> [Aim of the task]
Everything in the listing below must be duplicated exactly.

> [Record excerpts]
[Start of section]

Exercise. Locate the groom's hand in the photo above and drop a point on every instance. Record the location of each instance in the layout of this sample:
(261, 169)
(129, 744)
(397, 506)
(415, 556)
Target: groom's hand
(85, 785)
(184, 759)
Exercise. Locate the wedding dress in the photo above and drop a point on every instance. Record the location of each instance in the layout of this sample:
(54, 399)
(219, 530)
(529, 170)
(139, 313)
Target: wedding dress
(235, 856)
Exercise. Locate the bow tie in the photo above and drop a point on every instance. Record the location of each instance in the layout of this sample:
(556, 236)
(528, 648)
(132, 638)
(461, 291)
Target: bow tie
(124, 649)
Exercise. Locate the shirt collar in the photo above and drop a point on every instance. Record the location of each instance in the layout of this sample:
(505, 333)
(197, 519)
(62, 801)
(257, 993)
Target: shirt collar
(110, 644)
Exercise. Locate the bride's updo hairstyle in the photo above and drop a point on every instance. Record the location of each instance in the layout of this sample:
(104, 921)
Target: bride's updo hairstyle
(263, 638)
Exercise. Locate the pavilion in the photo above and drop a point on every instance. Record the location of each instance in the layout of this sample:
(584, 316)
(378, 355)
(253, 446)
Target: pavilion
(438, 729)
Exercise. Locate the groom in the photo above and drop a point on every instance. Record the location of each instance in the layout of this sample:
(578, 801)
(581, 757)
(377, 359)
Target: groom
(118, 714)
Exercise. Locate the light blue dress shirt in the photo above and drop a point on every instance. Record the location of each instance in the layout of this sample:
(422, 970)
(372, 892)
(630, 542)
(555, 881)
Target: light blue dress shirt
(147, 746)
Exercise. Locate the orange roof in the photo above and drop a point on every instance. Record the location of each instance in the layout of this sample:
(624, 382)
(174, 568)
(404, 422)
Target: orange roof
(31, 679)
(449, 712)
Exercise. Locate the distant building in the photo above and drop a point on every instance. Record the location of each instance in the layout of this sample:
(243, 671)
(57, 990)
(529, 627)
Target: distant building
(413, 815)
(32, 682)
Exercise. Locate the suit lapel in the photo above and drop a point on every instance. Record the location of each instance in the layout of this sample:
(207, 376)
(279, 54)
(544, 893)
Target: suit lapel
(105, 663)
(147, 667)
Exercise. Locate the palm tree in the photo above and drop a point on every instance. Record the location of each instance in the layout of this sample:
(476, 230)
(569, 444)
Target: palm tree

[End of section]

> [Task response]
Exercise. Locate the groom's hand in the photo above and drop a point on every instance. Record the location of each instance in the layout of this sample:
(261, 169)
(129, 744)
(397, 506)
(415, 556)
Target: groom's hand
(85, 785)
(184, 759)
Exercise. Locate the wedding dress in the photo above and drop a point on every instance. Record the location of each instance in the layout of this sample:
(54, 399)
(219, 530)
(529, 170)
(139, 313)
Target: wedding dress
(235, 856)
Exercise. Locate the bow tie in the photo above and drop a point on every instance. Record the location of each instance in the layout of this sample:
(556, 236)
(528, 648)
(132, 638)
(461, 291)
Target: bow tie
(124, 649)
Exercise. Locate the shirt collar in the photo above and drop a point on every instance. Record the location of each instance in the layout of this sample:
(505, 333)
(197, 519)
(62, 801)
(257, 993)
Target: shirt collar
(110, 644)
Exercise. Locate the bride's updo hairstyle in the photo above and drop a point on every instance. Record the location of each instance in the layout of this sample:
(104, 921)
Target: bride's updo hairstyle
(263, 638)
Exercise. Locate the pavilion in the photo above and drop a point on every instance. Record the location of each instance in the layout of this sample:
(584, 316)
(378, 355)
(253, 446)
Target: pavilion
(438, 729)
Exercise. Locate the groom in the photo above and drop a point on every instance. Record the location of each instance in the layout of this sample:
(578, 801)
(581, 757)
(377, 359)
Target: groom
(118, 714)
Exercise. Locate the light blue dress shirt in the photo above and drop a point on every instance. Record the location of each instance in the layout of this sample:
(422, 970)
(372, 892)
(630, 542)
(555, 881)
Target: light blue dress shirt
(147, 746)
Exercise. Locate the orange roof in the photo above and drop a point on every instance. Record the location of each instance in the layout of this sample:
(624, 382)
(174, 568)
(404, 422)
Target: orange roof
(31, 679)
(449, 712)
Exercise. Locate the distant building in the photo above and drop a point on every instance. Record the location of each instance in the layout of this sample:
(243, 671)
(57, 990)
(529, 627)
Target: distant building
(413, 815)
(32, 682)
Exercise. Locate the suit lapel in the photo above and drop a point on every instance. Record the location of each instance in the layout of this sample:
(207, 376)
(279, 54)
(544, 893)
Target: suit lapel
(105, 663)
(147, 667)
Exercise. Locate the palm tree in the photo above and drop a point on every instance. Record the location of each instance in the layout of this sample:
(476, 230)
(569, 444)
Target: palm tree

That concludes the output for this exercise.